## Article

+ + + + +

Graph Neural Networks¶

GnnTrainConfig `dataclass` ¶

GnnTrainConfig(architecture: Literal['gin', 'gcn', 'gat', 'sage', 'pna', 'transformer', 'tag', 'arma', 'cheb', 'supergat'] = 'gin', embedding_dim: int = 128, hidden_dim: int = 128, num_layers: int = 5, dropout: float = 0.1, pooling: Literal['add', 'mean', 'max', 'attention'] = 'add', residual: bool = False, head_mlp_layers: int = 2, gin_conv_mlp_layers: int = 2, gin_train_eps: bool = False, gin_eps: float = 0.0, gat_heads: int = 4, sage_aggr: str = 'mean', transformer_heads: int = 4, transformer_edge_dim: int | None = None, tag_k: int = 2, arma_num_stacks: int = 1, arma_num_layers: int = 1, cheb_k: int = 2, supergat_heads: int = 4, supergat_attention_type: str = 'MX', lr: float = 0.001, weight_decay: float = 0.0, batch_size: int = 64, epochs: int = 10, random_seed: int = 42, device: str | None = None)

GnnTrainResult `dataclass` ¶

GnnTrainResult(run_dir: Path, task_type: Literal['regression'], model_path: Path, encoder_path: Path, encoder_config_path: Path, metrics_path: Path, predictions_path: Path, metrics: dict[str, Any], best_epoch: int | None = None)

train_gnn_on_run ¶

train_gnn_on_run(run_dir: str | Path, *, config: GnnTrainConfig | None = None, wandb_run=None) -> GnnTrainResult

Train a 2D GNN model on the run's dataset.csv, using molecule graphs from compounds.csv.

Writes

model_gnn_.pt
encoder_.pt
encoder__config.json
model_metrics_gnn_.json
model_predictions_gnn_.csv

Source code in src/dta_gnn/models/gnn.py

def train_gnn_on_run(
    run_dir: str | Path,
    *,
    config: GnnTrainConfig | None = None,
    wandb_run=None,
) -> GnnTrainResult:
    """Train a 2D GNN model on the run's dataset.csv, using molecule graphs from compounds.csv.

    Writes:
      - model_gnn_<architecture>.pt
      - encoder_<architecture>.pt
      - encoder_<architecture>_config.json
      - model_metrics_gnn_<architecture>.json
      - model_predictions_gnn_<architecture>.csv
    """

    _require_pyg()
    import torch
    from torch_geometric.loader import DataLoader

    cfg = config or GnnTrainConfig()
    set_seed(cfg.random_seed)

    run_path = _resolve_run_dir(run_dir)

+ + + + +

## Dataset section

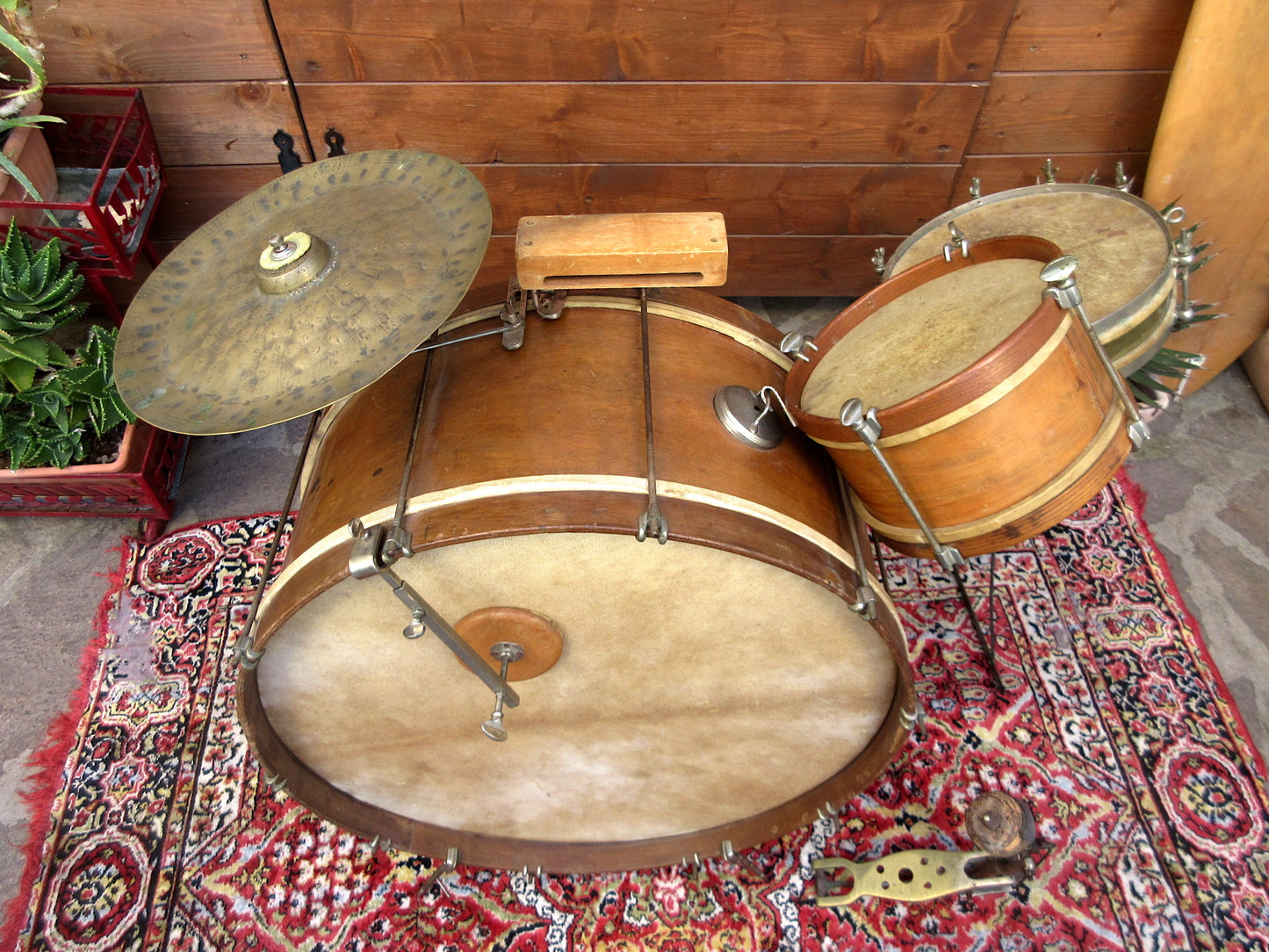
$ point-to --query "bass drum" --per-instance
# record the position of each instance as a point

+ + + + +

## Work to do
• A. In the GNN documentation, what is the default value of num_layers in GnnTrainConfig?
• B. Reproduce the passage of the GNN documentation verbatim, starting at "import torch" and ending at "run_path = _resolve_run_dir(run_dir)".
• C. According to the GNN documentation, what role do dataset.csv and compounds.csv each play when train_gnn_on_run trains a model? Answer in one to three sentences.

## Solutions by task
• A. 5

• B.
import torch
    from torch_geometric.loader import DataLoader

    cfg = config or GnnTrainConfig()
    set_seed(cfg.random_seed)

    run_path = _resolve_run_dir(run_dir)

• C. The function trains a 2D GNN model on the run's dataset.csv. It takes the molecule graphs for that training from compounds.csv.